** Start of Provided entries **

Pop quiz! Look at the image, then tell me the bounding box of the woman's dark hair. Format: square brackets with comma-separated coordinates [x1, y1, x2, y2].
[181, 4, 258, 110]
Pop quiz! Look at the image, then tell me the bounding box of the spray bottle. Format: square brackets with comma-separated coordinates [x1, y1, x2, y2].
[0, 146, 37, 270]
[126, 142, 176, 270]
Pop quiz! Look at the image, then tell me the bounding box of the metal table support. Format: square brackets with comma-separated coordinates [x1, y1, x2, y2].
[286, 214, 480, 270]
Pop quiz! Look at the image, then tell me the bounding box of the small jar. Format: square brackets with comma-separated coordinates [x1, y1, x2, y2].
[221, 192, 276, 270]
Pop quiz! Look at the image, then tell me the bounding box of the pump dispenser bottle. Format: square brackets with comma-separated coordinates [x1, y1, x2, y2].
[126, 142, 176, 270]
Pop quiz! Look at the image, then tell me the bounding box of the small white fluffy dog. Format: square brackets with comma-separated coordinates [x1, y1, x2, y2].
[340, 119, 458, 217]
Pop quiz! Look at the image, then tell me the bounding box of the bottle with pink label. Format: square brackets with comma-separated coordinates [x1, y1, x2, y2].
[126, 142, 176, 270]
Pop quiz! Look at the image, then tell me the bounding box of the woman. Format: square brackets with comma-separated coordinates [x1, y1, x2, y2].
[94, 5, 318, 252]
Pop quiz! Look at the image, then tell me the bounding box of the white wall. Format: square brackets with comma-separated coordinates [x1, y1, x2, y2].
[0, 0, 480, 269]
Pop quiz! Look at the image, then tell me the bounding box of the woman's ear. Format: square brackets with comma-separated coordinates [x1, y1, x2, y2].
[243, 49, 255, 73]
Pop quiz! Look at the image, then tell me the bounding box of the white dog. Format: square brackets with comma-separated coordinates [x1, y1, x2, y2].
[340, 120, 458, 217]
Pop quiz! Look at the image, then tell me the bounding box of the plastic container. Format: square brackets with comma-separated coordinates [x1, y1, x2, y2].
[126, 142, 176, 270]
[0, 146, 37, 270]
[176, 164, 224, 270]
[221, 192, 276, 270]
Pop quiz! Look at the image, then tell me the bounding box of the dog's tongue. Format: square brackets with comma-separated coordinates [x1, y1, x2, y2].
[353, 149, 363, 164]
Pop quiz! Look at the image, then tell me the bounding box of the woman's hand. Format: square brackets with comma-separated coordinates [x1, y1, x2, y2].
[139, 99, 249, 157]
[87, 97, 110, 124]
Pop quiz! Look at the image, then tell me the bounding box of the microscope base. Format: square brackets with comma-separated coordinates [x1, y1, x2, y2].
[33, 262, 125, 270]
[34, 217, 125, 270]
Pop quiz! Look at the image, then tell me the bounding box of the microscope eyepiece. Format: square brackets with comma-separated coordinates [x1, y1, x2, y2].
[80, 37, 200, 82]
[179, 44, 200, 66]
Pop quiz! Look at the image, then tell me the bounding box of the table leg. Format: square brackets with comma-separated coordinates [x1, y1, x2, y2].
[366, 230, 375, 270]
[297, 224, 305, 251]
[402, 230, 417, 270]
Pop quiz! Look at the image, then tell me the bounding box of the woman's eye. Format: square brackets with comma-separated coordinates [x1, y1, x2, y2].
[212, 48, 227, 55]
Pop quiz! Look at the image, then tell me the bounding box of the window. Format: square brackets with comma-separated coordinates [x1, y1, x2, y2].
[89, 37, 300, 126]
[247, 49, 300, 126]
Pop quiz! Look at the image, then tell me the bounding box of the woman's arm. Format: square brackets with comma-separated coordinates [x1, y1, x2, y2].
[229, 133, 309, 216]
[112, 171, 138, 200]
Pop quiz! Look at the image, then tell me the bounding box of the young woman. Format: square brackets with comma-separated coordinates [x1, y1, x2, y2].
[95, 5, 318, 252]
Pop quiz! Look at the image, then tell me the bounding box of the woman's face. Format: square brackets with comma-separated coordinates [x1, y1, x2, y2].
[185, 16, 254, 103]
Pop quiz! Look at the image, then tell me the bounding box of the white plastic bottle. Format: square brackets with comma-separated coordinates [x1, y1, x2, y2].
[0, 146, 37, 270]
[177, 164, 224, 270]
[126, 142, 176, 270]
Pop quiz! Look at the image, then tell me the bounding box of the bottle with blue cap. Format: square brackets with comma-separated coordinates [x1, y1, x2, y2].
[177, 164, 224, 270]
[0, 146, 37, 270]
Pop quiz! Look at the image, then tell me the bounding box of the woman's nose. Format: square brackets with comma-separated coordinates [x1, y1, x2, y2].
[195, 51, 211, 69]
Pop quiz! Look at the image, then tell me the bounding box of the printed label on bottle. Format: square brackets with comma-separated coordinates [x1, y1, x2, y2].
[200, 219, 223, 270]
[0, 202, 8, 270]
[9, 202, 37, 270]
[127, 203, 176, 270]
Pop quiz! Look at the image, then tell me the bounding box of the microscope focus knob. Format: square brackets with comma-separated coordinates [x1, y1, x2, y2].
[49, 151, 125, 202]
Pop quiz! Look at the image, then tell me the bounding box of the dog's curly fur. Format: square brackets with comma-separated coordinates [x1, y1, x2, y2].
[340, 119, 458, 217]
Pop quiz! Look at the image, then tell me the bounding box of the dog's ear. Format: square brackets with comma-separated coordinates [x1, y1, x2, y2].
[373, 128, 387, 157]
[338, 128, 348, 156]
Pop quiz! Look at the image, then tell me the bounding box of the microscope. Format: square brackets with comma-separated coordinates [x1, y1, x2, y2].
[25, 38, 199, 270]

** End of Provided entries **

What you are asked to do -
Reproduce all of the rows above, keeping every line identical.

Worked answer -
Pop quiz! Look at the image, then tell me the bounding box of the woman's dark hair. Format: square brackets with comma-separated coordinates [x1, y1, x2, y2].
[181, 4, 258, 110]
Pop quiz! Look at the image, then tell me the bounding box of the spray bottle. Format: square brackets with comma-separated coordinates [x1, y1, x2, y2].
[0, 146, 37, 270]
[126, 142, 176, 270]
Pop quiz! Look at the image, then tell me the bounding box of the metal table support. Format: square brackets with comma-separated coordinates [x1, y1, x2, y2].
[286, 214, 480, 270]
Pop quiz! Look at the image, then tell me the bounding box of the small jar. Format: square brackets with comma-separated coordinates [x1, y1, x2, y2].
[221, 192, 276, 270]
Pop quiz! Look at the image, then tell me the bounding box of the pump dispenser bottle. Format: square brackets with comma-separated coordinates [x1, y1, x2, y2].
[126, 142, 176, 270]
Pop quiz! Look at the image, then tell me the bounding box of the small white fluffy dog. Format: square brackets with comma-separated coordinates [x1, y1, x2, y2].
[340, 119, 458, 217]
Pop quiz! Look at the image, then tell me the bounding box of the bottle with pink label. Format: square brackets with comma-separated coordinates [x1, y1, x2, y2].
[126, 142, 176, 270]
Pop quiz! Look at the image, then tell me the bounding box of the woman. Format: square brackets with comma-separated coordinates [x1, y1, x2, y2].
[94, 5, 318, 252]
Pop quiz! Look at the image, then tell me the bounding box of the white wall. Format: square brackets with comma-separated coordinates [x1, y1, x2, y2].
[0, 0, 480, 269]
Pop quiz! Look at the image, then tell me the bounding box of the woman's ear. Format: square brackets with comma-separated coordinates [x1, y1, x2, y2].
[243, 49, 255, 73]
Pop quiz! Look at the image, then tell me the bounding box of the white dog. Format: square brackets with comma-separated coordinates [x1, y1, x2, y2].
[340, 120, 458, 217]
Pop quiz! Look at the image, then tell me the bounding box of the plastic container. Format: square brackets with comma-separated coordinates [x1, y1, x2, y2].
[126, 142, 176, 270]
[0, 146, 37, 270]
[176, 164, 224, 270]
[221, 192, 276, 270]
Pop quiz! Look at the image, then tell me the bounding box of the dog's tongue. Format: square brackets with comma-separated coordinates [x1, y1, x2, y2].
[353, 149, 363, 164]
Pop quiz! Look at the image, then tell me the bounding box of the woman's hand. Format: square brackets with comma-separated coordinates [x1, y1, x2, y2].
[139, 99, 249, 157]
[87, 97, 110, 124]
Pop quiz! Look at the image, then tell me the bounding box of the microscope base. Format: square brackets with comma-separated coordinates [x1, y1, x2, y2].
[33, 262, 125, 270]
[34, 217, 125, 270]
Pop quiz! Look at the image, then tell me the bounding box of the microscope eyepiece. Format: square brackets with comma-separated coordinates [x1, y1, x2, y2].
[80, 37, 200, 82]
[179, 44, 200, 66]
Pop quiz! Look at the image, then tell me the bounding box of the table leg. Format: square brackets with comma-separated coordinates [x1, y1, x2, y2].
[366, 230, 375, 270]
[297, 224, 305, 251]
[402, 230, 417, 270]
Pop quiz! Look at the image, then tell me the bounding box of the woman's eye. Format: square brackets with comma-separated coordinates [x1, y1, x2, y2].
[212, 48, 227, 55]
Pop quiz! Look at the image, then tell me the bounding box of the window. Format: square brackets with comma-separated coordinates [x1, y1, x2, y2].
[89, 37, 300, 126]
[247, 49, 300, 126]
Pop quiz! Look at the image, then tell me the bounding box of the woman's arm. Format: square brackets with comma-separated coordinates [x1, y1, x2, y2].
[229, 133, 309, 216]
[112, 171, 138, 200]
Pop quiz! Look at the image, then tell me the bounding box of the young woman. Format: square brackets with comma-separated coordinates [x1, y1, x2, y2].
[95, 5, 318, 252]
Pop quiz! Look at the image, then tell me the bounding box of the woman's face. Format: square brackets with comma-separated coordinates [x1, y1, x2, y2].
[185, 16, 254, 103]
Pop quiz! Look at the image, then tell me the bounding box of the white plastic bottle. Format: square brackets with comma-separated coordinates [x1, y1, x2, y2].
[0, 146, 37, 270]
[177, 164, 224, 270]
[126, 142, 176, 270]
Pop quiz! Look at the image, then tell me the bounding box of the bottle with blue cap. Format: square brackets with comma-separated coordinates [x1, y1, x2, y2].
[177, 164, 224, 270]
[0, 146, 37, 270]
Pop quiz! Look at the image, then tell me the bounding box of the woman's nose. Format: square brackets with comma-separated coordinates [x1, y1, x2, y2].
[195, 51, 211, 69]
Pop quiz! Look at the image, then tell me the bounding box of the printed label on bottle. Format: square brackets with comma-separated coordinates [x1, y1, x2, y2].
[200, 219, 223, 270]
[0, 202, 8, 270]
[9, 202, 37, 270]
[127, 203, 176, 270]
Pop quiz! Look at the image, then tell me the bounding box of the microscope focus knob. Format: square brackets with comma-separated coordinates [x1, y1, x2, y2].
[49, 151, 125, 202]
Pop quiz! Look at the image, then tell me the bounding box of the dog's curly fur. Format: square brackets with comma-separated coordinates [x1, y1, x2, y2].
[340, 119, 458, 217]
Pop quiz! Look at the image, then tell me the bounding box of the dog's ear. Format: square brackets with comma-separated coordinates [x1, y1, x2, y2].
[373, 128, 387, 157]
[338, 128, 348, 156]
Pop quiz! Look at the image, then tell me the bounding box of the microscope. Format: square brackets with comma-separated coordinates [x1, y1, x2, y2].
[25, 38, 199, 270]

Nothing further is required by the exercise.